Trader: "Stocks Won’t Stay Bid On Bad News Just Because The Fed Cuts 25bps"

With The Dow on course for its longest win streak in 13 months, and Treasury yields refusing to rise, the market appears convinced that The Fed will acquiesce to its needs.

But, as former fund manager and FX trader Richard Breslow notes, as fear has turned to greed, with markets demanding ever more support from their central bank protectorate, the opportunity for dramatic disappointment abounds.

Via Bloomberg,

During a discussion about what the FOMC might say next week, an interesting point was made about the word “patient”.

When it was first used, it was part of the Committee’s move toward a more dovish policy stance. Now, given market pricing and less robust economic numbers, continuing its use is expected to be taken as hawkish. The market has the rate cut bit in its mouth and wants its central bankers to run with it. I can only imagine what futures traders would do with “transitory.”

In reality, patient is exactly what they should be. Promising to do what may become necessary is far more appropriate than effectively pre-committing to a move. If there is anything that has been learned, predicting events accurately is a lot harder than it looks. One central banker’s flip-flop is another’s staying agile.

There are so many different theories positing how the G-20 summit might turn out that, at this point, it’s all just a guessing game. Common sense would suggest some compromise would be in everyone’s best interest. But in this case, who knows? Politicians can be very base when catering to theirs.

And the argument that time is somehow of the essence because it takes time for policy changes to filter through to the economy rings hollow in a world where financial conditions are as important as the other two mandates. This being the case, monetary policy has to be reactive, not proactive. Which explains why the market insists on pricing in multiple cuts rather than just the much-hoped for “insurance cut”. Because if one is required, chances are the market will demand more. Equities won’t stay bid on bad news just because the Fed cut 25 basis points.

While we continue with the debate about how dire is the need for rate cuts, this morning the Small Business Optimism Index printed at its highest level of the year. With all eyes on whether the S&P 500 can surmount resistance which is just above 2900. In truth, if the Russell 2000 can play a little catch-up, all of the major indexes will be looking happy.
§ §
TASK OBJECTIVE: Output the full text about stocks and the Fed's expected rate cut exactly as it appears, word for word. The lines that follow were taken from a different source than the text.

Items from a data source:
§ §
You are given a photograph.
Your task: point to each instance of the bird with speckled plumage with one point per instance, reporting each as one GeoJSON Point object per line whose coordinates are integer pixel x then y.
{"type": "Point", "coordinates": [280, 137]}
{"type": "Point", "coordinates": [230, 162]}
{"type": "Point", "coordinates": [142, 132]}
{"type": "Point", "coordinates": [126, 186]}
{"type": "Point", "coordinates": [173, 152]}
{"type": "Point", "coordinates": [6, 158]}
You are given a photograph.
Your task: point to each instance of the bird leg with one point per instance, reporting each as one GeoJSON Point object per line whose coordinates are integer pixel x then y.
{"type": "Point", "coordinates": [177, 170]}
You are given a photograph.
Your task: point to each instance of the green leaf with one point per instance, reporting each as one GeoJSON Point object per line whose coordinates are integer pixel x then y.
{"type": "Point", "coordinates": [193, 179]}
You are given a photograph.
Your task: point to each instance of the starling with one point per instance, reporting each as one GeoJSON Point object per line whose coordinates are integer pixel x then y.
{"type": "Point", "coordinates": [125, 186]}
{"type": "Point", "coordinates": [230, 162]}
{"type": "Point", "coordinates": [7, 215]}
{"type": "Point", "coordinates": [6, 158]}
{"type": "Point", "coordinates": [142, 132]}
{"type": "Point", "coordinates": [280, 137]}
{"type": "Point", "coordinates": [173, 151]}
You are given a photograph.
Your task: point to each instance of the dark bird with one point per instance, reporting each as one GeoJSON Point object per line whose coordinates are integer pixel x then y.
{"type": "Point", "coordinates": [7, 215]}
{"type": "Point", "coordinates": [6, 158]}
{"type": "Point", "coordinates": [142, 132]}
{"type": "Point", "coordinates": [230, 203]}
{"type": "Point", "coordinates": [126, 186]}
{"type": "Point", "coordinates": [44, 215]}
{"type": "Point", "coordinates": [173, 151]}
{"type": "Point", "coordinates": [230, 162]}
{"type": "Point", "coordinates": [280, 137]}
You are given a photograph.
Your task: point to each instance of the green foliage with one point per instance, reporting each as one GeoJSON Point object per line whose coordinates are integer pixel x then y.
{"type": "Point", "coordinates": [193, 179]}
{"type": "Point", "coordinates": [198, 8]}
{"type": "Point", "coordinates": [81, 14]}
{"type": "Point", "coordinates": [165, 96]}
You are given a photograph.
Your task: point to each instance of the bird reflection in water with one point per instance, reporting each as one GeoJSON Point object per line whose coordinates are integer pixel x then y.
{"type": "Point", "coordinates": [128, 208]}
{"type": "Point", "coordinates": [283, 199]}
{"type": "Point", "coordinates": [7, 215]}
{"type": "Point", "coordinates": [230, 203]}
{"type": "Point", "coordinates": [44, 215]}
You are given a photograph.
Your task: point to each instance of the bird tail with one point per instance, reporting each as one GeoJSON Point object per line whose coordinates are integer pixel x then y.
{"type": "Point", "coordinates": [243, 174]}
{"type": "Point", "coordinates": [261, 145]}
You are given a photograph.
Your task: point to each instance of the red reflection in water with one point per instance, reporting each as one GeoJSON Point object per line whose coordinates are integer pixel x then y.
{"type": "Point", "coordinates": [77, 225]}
§ §
WORKED SOLUTION:
Trader: "Stocks Won’t Stay Bid On Bad News Just Because The Fed Cuts 25bps"

With The Dow on course for its longest win streak in 13 months, and Treasury yields refusing to rise, the market appears convinced that The Fed will acquiesce to its needs.

But, as former fund manager and FX trader Richard Breslow notes, as fear has turned to greed, with markets demanding ever more support from their central bank protectorate, the opportunity for dramatic disappointment abounds.

Via Bloomberg,

During a discussion about what the FOMC might say next week, an interesting point was made about the word “patient”.

When it was first used, it was part of the Committee’s move toward a more dovish policy stance. Now, given market pricing and less robust economic numbers, continuing its use is expected to be taken as hawkish. The market has the rate cut bit in its mouth and wants its central bankers to run with it. I can only imagine what futures traders would do with “transitory.”

In reality, patient is exactly what they should be. Promising to do what may become necessary is far more appropriate than effectively pre-committing to a move. If there is anything that has been learned, predicting events accurately is a lot harder than it looks. One central banker’s flip-flop is another’s staying agile.

There are so many different theories positing how the G-20 summit might turn out that, at this point, it’s all just a guessing game. Common sense would suggest some compromise would be in everyone’s best interest. But in this case, who knows? Politicians can be very base when catering to theirs.

And the argument that time is somehow of the essence because it takes time for policy changes to filter through to the economy rings hollow in a world where financial conditions are as important as the other two mandates. This being the case, monetary policy has to be reactive, not proactive. Which explains why the market insists on pricing in multiple cuts rather than just the much-hoped for “insurance cut”. Because if one is required, chances are the market will demand more. Equities won’t stay bid on bad news just because the Fed cut 25 basis points.

While we continue with the debate about how dire is the need for rate cuts, this morning the Small Business Optimism Index printed at its highest level of the year. With all eyes on whether the S&P 500 can surmount resistance which is just above 2900. In truth, if the Russell 2000 can play a little catch-up, all of the major indexes will be looking happy.